**Exercise task:**
Could you give the lines between the one containing "Look at the image above and check whether any dog's tail" and the one containing "left=277, top=101, right=318, bottom=153", inclusive, as a numbered list with blank lines left out?

Image annotation data
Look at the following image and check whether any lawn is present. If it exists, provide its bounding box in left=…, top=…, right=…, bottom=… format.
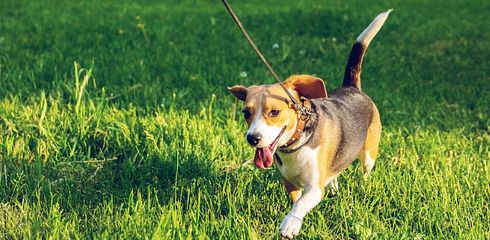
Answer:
left=0, top=0, right=490, bottom=239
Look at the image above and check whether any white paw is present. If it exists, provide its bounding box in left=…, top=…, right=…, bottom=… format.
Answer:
left=279, top=215, right=303, bottom=239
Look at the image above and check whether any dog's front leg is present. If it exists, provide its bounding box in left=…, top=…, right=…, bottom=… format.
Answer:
left=279, top=186, right=324, bottom=238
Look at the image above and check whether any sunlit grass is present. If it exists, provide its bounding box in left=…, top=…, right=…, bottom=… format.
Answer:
left=0, top=1, right=490, bottom=239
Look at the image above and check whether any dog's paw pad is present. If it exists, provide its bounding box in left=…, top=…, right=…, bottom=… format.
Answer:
left=279, top=216, right=302, bottom=239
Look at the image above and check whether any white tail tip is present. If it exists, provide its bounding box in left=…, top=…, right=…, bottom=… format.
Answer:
left=356, top=9, right=393, bottom=47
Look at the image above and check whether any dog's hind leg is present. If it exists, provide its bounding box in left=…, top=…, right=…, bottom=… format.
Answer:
left=359, top=104, right=381, bottom=178
left=327, top=178, right=339, bottom=197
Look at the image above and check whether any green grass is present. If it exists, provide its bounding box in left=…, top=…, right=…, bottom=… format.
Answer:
left=0, top=0, right=490, bottom=239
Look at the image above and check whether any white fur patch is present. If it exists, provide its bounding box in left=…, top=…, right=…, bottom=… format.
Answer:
left=356, top=9, right=393, bottom=47
left=277, top=146, right=320, bottom=188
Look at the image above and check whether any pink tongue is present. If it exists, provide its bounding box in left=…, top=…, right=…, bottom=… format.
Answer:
left=254, top=147, right=272, bottom=168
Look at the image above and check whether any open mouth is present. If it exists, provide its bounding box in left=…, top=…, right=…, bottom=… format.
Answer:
left=254, top=126, right=286, bottom=168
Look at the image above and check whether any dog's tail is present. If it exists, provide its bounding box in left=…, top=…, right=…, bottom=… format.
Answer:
left=342, top=9, right=393, bottom=89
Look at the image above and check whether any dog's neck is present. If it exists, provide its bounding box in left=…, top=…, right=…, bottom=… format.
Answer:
left=277, top=101, right=318, bottom=153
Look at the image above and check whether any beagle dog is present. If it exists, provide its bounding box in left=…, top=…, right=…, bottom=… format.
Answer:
left=228, top=10, right=391, bottom=238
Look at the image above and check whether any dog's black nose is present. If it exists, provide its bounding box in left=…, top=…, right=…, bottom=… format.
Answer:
left=247, top=133, right=262, bottom=146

**Full output:**
1. Look at the image above and check whether any dog's tail is present. If it exists, provide its bounding box in left=…, top=…, right=…, bottom=… format.
2. Answer:
3. left=342, top=9, right=393, bottom=89
4. Look at the image above and check whether any dog's neck is present. If it exists, provide its bounding box in left=…, top=…, right=…, bottom=… format.
5. Answer:
6. left=277, top=101, right=318, bottom=153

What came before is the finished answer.